(Region pointing data)
____

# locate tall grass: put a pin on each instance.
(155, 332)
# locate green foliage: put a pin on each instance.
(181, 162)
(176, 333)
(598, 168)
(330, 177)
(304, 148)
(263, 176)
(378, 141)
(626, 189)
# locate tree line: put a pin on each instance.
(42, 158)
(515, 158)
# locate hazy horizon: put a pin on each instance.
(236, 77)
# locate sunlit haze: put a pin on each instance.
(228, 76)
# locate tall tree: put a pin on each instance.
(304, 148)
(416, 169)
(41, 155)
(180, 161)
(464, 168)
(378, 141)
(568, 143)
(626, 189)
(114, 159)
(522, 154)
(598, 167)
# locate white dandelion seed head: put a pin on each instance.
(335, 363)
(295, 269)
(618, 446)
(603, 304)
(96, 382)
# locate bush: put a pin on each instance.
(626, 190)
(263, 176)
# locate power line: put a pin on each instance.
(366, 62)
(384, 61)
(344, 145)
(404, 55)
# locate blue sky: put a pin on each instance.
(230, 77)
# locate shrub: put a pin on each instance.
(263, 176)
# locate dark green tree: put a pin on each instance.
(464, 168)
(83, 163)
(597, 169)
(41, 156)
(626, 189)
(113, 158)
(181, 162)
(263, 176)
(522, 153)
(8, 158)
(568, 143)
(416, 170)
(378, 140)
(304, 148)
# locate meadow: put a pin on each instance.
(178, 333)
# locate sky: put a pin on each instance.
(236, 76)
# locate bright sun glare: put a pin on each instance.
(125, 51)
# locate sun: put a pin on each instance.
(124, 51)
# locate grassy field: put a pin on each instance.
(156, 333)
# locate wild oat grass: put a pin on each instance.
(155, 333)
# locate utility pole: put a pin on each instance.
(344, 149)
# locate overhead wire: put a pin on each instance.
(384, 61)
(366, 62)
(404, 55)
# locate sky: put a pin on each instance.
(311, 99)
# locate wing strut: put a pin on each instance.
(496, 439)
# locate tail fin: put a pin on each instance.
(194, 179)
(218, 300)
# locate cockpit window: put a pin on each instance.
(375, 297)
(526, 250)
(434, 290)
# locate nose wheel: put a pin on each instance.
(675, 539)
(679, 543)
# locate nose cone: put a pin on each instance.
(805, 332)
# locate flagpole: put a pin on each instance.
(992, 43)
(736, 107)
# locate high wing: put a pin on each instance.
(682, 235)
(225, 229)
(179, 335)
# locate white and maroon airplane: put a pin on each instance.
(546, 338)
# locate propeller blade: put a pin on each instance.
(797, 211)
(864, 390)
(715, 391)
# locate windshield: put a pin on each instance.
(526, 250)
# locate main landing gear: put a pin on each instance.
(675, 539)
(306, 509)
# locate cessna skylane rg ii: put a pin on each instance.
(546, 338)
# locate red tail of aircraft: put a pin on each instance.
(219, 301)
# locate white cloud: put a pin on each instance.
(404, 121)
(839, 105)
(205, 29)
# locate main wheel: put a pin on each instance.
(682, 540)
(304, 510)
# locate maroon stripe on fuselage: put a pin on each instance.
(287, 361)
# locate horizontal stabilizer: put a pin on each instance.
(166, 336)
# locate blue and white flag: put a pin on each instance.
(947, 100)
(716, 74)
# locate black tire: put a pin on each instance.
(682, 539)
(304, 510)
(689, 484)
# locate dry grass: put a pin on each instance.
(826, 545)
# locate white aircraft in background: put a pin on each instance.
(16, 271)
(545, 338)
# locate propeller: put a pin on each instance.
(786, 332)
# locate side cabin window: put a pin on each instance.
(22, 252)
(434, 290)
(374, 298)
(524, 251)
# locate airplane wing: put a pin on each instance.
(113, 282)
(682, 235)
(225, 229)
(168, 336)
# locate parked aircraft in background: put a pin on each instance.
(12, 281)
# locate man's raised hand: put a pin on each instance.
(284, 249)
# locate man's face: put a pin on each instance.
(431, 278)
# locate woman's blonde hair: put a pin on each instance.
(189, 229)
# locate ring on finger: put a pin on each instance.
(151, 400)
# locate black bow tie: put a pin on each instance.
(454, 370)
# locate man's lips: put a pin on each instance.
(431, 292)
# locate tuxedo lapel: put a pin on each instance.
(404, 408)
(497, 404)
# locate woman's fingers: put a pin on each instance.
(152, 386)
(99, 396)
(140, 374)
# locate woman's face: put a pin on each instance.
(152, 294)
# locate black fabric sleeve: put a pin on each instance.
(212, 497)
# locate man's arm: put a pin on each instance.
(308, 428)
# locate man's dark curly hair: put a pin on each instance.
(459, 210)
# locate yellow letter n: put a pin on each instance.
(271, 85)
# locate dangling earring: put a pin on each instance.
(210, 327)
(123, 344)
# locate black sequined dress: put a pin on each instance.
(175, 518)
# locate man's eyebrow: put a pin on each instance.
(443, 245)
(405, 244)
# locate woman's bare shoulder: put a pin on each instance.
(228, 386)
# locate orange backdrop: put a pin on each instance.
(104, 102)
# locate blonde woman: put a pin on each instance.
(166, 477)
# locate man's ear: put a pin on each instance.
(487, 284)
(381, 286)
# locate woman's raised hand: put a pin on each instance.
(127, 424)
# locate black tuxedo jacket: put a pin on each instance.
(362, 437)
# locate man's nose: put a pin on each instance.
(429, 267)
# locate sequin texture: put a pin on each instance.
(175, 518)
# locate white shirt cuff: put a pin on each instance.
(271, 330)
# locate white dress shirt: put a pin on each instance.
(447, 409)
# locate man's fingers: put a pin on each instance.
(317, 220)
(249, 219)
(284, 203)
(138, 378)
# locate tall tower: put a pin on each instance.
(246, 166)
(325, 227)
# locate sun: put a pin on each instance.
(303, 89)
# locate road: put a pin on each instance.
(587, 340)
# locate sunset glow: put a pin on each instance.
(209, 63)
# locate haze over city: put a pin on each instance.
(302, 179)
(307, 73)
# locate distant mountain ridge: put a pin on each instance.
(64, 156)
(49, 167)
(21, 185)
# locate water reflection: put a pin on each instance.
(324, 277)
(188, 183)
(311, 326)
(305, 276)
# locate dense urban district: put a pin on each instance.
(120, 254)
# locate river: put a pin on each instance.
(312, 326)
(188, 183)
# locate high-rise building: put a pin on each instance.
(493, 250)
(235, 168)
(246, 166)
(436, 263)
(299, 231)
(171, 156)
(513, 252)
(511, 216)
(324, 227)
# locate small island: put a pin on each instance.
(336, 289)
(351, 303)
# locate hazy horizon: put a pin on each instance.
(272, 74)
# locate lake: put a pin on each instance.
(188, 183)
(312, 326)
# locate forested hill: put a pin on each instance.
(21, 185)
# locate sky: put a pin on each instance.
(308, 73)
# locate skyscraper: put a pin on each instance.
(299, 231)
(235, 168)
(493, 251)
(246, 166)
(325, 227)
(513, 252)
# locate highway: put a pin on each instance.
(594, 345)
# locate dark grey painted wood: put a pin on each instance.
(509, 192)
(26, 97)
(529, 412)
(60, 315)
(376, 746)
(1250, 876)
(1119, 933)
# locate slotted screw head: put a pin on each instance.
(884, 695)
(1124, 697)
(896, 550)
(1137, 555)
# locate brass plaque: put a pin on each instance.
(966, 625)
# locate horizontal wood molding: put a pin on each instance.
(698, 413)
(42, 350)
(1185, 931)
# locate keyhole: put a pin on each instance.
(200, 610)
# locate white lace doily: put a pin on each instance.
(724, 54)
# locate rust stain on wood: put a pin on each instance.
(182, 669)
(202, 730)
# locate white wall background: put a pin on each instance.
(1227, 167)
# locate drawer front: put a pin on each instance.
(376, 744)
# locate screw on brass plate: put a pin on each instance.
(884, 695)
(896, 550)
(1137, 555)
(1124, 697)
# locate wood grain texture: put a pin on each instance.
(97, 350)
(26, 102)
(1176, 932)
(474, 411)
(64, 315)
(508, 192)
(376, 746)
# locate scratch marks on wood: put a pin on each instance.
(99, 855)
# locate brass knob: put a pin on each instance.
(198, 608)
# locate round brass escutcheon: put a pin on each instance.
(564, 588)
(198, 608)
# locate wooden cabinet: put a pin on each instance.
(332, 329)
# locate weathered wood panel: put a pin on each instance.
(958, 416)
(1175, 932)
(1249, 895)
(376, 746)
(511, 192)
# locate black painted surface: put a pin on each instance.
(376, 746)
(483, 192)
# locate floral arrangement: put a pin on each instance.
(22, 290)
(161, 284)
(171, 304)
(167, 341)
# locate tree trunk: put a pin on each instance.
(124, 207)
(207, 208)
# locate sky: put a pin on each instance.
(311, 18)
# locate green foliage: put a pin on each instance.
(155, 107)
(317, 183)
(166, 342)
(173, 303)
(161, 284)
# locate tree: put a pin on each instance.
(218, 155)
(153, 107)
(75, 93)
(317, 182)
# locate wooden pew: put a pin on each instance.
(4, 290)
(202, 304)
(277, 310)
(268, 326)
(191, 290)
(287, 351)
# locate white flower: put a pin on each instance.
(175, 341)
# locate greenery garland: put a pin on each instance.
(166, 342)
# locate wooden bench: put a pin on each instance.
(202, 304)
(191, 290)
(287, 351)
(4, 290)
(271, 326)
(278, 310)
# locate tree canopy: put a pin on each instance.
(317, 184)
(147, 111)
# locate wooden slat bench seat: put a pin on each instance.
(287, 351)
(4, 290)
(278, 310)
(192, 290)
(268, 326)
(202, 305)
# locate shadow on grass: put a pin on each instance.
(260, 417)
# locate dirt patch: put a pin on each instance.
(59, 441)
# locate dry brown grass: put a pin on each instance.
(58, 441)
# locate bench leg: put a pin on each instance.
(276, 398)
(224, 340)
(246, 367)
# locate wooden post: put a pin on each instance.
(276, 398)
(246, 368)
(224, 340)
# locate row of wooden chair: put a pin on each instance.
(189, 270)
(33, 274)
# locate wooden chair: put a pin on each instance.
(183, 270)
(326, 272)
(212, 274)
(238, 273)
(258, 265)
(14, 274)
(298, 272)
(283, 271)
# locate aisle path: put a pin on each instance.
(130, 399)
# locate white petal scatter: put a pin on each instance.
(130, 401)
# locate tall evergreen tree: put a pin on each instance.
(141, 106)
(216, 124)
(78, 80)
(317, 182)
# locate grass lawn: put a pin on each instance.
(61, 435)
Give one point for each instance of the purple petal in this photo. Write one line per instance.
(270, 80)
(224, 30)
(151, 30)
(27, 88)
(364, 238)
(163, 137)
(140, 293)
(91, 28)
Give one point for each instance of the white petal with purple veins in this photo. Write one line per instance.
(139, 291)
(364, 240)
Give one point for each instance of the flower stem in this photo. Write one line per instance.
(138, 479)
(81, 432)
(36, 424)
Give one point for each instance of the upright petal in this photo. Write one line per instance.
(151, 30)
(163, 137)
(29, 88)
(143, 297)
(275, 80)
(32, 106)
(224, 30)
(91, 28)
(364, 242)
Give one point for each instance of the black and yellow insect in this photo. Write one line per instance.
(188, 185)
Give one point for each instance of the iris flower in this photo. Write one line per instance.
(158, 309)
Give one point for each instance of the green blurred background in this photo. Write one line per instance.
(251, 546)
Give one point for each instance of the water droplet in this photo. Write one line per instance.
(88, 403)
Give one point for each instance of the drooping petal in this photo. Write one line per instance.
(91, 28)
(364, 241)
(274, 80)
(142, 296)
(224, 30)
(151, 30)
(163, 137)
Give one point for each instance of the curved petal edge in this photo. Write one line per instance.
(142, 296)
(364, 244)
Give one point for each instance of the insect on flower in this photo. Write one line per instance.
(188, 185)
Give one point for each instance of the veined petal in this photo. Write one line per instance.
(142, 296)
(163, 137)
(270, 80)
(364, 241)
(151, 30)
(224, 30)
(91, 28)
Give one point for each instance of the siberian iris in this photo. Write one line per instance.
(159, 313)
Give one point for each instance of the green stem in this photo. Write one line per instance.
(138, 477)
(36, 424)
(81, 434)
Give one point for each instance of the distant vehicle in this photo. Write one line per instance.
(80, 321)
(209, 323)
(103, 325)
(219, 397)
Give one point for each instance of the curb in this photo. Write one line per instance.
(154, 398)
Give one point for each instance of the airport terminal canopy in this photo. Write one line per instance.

____

Instructions to follow:
Reproduce exactly the line that holds "Give one point for each instance of the veined", then every line after it, ending with the final line of the records above.

Your solution:
Give one point for each instance of the veined petal in this photo. Write one line per instance.
(142, 296)
(163, 137)
(270, 80)
(364, 241)
(151, 30)
(224, 30)
(91, 28)
Give one point for each instance of the siberian iris in this photo. Write one line per instance.
(159, 313)
Give one point for each instance of the green stem in this photo. Write one line per instance.
(138, 477)
(36, 424)
(81, 434)
Give one point for each instance of the distant vehicle in this photo. Write one line per instance.
(80, 321)
(209, 323)
(103, 325)
(219, 397)
Give one point for each instance of the curb in this photo. Write one line per instance.
(154, 398)
Give one point for each instance of the airport terminal canopy in this photo. Write one line per instance.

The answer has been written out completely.